(Pointing dataset excerpts)
=====
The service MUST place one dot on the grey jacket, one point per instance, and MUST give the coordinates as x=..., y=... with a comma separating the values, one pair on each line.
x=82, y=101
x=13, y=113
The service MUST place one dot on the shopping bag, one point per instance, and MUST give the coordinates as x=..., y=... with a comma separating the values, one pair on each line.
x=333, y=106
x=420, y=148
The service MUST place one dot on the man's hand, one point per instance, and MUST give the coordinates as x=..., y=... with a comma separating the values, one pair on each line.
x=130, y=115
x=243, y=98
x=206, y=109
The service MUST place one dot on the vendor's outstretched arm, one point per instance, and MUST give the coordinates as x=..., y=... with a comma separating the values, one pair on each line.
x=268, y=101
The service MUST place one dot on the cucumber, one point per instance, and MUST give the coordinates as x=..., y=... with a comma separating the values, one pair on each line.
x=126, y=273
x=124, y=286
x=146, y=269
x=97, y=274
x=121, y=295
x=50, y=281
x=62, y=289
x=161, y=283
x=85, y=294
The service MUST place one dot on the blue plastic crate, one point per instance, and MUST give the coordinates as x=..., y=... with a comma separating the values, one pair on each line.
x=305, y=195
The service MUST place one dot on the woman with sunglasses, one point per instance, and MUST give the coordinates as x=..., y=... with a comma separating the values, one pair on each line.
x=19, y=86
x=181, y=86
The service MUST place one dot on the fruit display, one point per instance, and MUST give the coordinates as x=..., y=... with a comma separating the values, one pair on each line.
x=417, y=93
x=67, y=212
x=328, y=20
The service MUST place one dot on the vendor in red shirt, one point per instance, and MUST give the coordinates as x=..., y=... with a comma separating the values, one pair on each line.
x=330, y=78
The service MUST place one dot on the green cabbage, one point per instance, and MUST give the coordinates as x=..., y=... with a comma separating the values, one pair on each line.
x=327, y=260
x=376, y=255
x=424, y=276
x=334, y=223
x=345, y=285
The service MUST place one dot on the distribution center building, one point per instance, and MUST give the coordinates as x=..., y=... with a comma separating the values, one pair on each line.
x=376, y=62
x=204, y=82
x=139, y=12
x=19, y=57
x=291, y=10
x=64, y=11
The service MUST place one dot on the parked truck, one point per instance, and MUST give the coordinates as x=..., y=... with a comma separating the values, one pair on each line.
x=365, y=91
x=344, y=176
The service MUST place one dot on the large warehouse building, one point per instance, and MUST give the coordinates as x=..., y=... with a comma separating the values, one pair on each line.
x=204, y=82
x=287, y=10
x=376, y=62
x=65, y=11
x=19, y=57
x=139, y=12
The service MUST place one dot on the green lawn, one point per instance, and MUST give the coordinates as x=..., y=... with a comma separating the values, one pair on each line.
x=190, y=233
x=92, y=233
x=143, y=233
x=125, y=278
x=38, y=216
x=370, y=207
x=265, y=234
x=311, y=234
=====
▶ [Task prompt]: Lay out the material from its start through the line holding "x=13, y=113", inclusive, as a two-column CSV headed text and answer. Each row should pair one text with its answer, each in a single quoted field with line breaks replaced by spaces.

▶ [Response]:
text,answer
"The service MUST place one dot on the grey jacket, one point per instance, and MUST give the coordinates as x=..., y=... with a comma separating the values, one pair on each line.","x=82, y=101 x=13, y=113"